What the exercise asks | Nothing may be dropped or added when the entries below are copied.

Record set |
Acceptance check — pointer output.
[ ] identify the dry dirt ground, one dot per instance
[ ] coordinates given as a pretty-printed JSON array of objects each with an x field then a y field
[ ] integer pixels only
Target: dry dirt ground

Response |
Acceptance check — pointer output.
[ ] identify the dry dirt ground, one dot per instance
[ ] coordinates given as a pretty-printed JSON array of objects each with an x field then a y field
[ ] integer pixels only
Target: dry dirt ground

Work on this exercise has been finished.